___ DATA RECORDS

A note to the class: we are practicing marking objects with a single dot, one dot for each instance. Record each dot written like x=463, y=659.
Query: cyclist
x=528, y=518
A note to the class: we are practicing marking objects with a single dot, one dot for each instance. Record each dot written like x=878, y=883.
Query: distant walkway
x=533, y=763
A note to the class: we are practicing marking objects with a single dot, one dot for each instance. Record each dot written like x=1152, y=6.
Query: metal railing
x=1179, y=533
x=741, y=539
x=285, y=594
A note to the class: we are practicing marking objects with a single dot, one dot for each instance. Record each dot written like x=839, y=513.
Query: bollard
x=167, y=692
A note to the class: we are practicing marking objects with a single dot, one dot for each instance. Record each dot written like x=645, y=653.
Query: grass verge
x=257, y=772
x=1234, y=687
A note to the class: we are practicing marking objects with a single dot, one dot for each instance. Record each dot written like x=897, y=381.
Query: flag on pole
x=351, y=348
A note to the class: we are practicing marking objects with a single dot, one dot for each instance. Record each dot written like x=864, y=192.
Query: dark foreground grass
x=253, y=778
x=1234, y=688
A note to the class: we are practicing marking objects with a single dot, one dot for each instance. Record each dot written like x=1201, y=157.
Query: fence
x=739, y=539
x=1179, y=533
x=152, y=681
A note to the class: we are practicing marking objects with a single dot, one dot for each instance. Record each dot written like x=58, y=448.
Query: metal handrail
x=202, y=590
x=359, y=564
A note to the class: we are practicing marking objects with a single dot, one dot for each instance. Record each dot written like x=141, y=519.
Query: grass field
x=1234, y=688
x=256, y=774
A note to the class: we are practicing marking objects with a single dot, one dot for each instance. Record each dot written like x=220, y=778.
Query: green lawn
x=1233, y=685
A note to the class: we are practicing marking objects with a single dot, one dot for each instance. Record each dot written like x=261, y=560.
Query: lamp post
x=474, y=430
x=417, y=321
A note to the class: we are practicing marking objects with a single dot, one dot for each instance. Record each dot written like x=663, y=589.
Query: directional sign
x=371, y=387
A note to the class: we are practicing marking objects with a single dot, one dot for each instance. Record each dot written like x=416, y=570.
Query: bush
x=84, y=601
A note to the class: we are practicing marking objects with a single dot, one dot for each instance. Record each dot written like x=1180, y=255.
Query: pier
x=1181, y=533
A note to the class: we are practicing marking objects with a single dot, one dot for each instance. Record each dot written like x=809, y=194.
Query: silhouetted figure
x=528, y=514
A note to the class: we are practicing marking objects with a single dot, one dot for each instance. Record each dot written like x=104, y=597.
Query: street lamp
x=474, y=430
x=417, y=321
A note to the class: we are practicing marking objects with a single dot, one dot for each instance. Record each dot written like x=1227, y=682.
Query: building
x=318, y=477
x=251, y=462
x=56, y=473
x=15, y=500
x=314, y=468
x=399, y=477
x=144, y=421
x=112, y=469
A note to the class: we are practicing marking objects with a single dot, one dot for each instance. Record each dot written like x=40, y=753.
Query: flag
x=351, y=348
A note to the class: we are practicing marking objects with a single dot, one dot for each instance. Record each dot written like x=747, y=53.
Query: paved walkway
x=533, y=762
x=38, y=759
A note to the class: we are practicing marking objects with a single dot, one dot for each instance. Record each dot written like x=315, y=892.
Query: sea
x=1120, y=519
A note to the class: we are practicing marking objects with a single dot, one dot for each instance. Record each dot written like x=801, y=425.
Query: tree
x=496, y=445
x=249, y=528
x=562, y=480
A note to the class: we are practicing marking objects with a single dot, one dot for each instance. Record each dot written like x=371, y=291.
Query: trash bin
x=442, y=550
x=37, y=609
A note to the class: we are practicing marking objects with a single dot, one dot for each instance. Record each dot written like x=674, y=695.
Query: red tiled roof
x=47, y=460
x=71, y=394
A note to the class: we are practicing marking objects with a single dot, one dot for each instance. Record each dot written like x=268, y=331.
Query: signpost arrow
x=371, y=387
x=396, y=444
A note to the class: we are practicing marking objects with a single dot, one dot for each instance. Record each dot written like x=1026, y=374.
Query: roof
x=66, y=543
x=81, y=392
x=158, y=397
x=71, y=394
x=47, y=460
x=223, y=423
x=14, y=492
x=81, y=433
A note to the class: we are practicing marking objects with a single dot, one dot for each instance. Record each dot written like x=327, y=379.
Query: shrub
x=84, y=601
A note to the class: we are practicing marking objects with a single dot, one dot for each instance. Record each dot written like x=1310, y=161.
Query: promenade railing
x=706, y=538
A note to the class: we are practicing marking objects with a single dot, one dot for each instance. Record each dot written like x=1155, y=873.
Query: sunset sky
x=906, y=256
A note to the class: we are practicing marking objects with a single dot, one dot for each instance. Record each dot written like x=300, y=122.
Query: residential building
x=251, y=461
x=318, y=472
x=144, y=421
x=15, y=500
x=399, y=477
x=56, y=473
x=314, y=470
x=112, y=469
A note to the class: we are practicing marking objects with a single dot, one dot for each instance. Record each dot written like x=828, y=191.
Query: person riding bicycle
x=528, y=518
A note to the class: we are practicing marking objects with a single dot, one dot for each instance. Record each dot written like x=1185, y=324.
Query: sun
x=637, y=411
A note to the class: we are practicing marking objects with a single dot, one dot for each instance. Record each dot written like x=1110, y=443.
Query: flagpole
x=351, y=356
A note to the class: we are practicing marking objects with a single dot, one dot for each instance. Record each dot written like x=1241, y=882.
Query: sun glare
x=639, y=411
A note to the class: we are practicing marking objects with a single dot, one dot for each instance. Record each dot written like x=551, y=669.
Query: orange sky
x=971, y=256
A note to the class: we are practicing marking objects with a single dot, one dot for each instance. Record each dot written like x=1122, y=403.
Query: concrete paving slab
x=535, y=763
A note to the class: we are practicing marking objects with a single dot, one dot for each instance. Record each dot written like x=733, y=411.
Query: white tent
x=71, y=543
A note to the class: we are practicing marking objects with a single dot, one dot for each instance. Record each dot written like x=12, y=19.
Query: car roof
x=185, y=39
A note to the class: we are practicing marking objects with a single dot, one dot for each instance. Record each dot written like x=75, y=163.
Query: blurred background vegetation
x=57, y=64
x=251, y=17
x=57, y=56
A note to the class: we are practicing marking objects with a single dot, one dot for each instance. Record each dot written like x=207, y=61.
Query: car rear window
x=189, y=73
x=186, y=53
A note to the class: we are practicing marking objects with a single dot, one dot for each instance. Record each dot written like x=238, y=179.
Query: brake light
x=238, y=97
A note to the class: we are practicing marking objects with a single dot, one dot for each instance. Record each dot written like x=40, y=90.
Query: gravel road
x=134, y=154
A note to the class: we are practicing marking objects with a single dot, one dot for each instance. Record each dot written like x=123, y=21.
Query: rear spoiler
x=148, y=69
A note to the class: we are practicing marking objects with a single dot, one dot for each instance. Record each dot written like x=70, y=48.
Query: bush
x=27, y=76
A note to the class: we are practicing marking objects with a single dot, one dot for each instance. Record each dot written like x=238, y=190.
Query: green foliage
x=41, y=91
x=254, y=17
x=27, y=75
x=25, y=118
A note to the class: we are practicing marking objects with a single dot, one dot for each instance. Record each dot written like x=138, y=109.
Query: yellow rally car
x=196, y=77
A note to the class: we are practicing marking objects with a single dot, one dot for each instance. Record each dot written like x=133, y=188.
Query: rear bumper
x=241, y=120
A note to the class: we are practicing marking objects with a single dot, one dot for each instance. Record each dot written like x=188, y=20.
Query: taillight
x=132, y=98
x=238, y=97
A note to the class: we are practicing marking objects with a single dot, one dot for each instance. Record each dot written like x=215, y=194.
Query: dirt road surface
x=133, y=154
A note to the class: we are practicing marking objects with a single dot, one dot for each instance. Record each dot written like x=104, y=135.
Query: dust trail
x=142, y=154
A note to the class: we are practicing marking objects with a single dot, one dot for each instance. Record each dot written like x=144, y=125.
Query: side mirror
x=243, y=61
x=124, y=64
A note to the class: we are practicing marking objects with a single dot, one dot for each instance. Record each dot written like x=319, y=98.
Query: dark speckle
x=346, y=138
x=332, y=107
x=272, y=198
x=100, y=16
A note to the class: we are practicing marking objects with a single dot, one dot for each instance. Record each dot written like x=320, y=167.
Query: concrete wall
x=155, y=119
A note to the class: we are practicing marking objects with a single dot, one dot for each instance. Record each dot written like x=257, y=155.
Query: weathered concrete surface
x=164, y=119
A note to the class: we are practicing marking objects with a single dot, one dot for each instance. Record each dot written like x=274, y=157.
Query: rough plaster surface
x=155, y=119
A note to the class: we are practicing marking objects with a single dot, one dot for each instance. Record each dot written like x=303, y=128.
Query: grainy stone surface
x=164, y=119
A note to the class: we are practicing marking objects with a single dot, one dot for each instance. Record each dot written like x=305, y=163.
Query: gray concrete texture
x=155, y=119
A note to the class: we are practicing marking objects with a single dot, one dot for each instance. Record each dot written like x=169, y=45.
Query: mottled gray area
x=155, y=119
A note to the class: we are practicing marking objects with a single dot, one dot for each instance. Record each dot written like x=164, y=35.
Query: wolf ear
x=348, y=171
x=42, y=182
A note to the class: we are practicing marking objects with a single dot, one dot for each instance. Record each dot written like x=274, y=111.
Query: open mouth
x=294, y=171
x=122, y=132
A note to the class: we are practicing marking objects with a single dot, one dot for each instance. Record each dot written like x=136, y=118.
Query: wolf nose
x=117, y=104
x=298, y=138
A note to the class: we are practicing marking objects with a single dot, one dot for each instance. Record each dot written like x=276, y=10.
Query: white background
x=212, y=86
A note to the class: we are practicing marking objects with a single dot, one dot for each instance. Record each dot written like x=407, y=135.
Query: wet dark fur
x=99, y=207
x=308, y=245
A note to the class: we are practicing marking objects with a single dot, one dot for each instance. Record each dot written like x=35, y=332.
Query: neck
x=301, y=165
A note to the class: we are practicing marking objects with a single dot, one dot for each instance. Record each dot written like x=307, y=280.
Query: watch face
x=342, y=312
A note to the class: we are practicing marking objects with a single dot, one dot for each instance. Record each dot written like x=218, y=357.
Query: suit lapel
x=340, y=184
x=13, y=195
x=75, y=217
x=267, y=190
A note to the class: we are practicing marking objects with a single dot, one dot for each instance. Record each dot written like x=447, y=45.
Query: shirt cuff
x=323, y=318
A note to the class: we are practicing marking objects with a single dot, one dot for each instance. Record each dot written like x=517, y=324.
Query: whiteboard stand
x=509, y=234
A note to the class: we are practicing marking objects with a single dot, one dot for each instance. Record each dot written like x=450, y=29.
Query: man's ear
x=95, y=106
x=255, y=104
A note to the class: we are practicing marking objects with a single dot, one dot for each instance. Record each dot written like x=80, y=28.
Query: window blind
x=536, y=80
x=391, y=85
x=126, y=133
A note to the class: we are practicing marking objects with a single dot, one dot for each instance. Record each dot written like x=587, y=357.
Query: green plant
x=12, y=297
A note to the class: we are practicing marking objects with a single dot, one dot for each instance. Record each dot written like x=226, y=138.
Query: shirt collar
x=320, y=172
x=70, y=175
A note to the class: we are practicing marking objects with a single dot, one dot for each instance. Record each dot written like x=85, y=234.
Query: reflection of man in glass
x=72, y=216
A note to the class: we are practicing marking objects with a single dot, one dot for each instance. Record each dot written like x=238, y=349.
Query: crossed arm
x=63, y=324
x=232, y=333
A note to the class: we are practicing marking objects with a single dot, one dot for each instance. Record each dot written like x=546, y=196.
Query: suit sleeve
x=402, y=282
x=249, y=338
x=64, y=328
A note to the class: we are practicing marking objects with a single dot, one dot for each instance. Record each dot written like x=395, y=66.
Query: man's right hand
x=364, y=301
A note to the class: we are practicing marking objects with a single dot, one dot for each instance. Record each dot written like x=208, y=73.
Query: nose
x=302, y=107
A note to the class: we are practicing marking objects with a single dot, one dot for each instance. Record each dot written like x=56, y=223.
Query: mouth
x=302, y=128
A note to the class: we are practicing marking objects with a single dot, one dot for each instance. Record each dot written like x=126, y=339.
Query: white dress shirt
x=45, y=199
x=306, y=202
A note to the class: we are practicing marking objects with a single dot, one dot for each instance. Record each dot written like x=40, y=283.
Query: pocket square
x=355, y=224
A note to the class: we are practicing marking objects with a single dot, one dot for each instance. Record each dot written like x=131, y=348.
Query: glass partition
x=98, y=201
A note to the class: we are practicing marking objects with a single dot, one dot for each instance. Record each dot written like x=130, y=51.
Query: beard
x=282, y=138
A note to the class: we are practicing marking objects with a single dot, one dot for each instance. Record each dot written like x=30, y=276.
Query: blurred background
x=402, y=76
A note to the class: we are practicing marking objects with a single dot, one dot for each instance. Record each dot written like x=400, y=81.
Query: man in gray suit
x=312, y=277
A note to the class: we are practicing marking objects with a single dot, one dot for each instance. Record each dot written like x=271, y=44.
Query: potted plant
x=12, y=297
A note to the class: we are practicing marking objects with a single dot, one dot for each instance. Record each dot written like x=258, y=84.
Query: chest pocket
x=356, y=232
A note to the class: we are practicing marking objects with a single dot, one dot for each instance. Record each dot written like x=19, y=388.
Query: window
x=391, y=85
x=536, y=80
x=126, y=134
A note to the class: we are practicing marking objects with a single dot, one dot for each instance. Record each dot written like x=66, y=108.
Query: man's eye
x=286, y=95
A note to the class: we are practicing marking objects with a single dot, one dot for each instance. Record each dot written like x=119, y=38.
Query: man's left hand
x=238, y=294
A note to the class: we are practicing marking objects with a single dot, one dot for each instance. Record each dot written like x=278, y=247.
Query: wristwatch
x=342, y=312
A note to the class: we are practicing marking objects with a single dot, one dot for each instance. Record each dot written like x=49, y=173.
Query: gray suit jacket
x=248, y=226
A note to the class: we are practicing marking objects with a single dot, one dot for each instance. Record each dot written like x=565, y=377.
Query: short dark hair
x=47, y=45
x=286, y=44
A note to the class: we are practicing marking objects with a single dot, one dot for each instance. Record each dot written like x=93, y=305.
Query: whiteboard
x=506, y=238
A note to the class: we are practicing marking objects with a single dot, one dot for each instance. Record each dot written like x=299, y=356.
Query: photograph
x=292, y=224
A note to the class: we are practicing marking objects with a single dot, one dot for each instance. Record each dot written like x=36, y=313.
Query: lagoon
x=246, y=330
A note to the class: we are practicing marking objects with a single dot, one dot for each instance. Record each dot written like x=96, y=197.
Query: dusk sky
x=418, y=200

______

_GIVEN PROBLEM_.
Retype the lines of the material above from the line containing "like x=327, y=379." through the line containing "x=906, y=256", including both of those lines.

_FULL RESPONSE_.
A note to the class: we are practicing marking objects with a single dot, one dot for each instance. Record each dot written like x=327, y=379.
Query: shrub
x=84, y=601
A note to the class: we are practicing marking objects with a single dot, one dot for each instance. Record each dot written like x=1310, y=161.
Query: promenade railing
x=706, y=538
A note to the class: we are practicing marking objects with a single dot, one dot for each instance. Record each dot written like x=1155, y=873.
Query: sunset sky
x=906, y=256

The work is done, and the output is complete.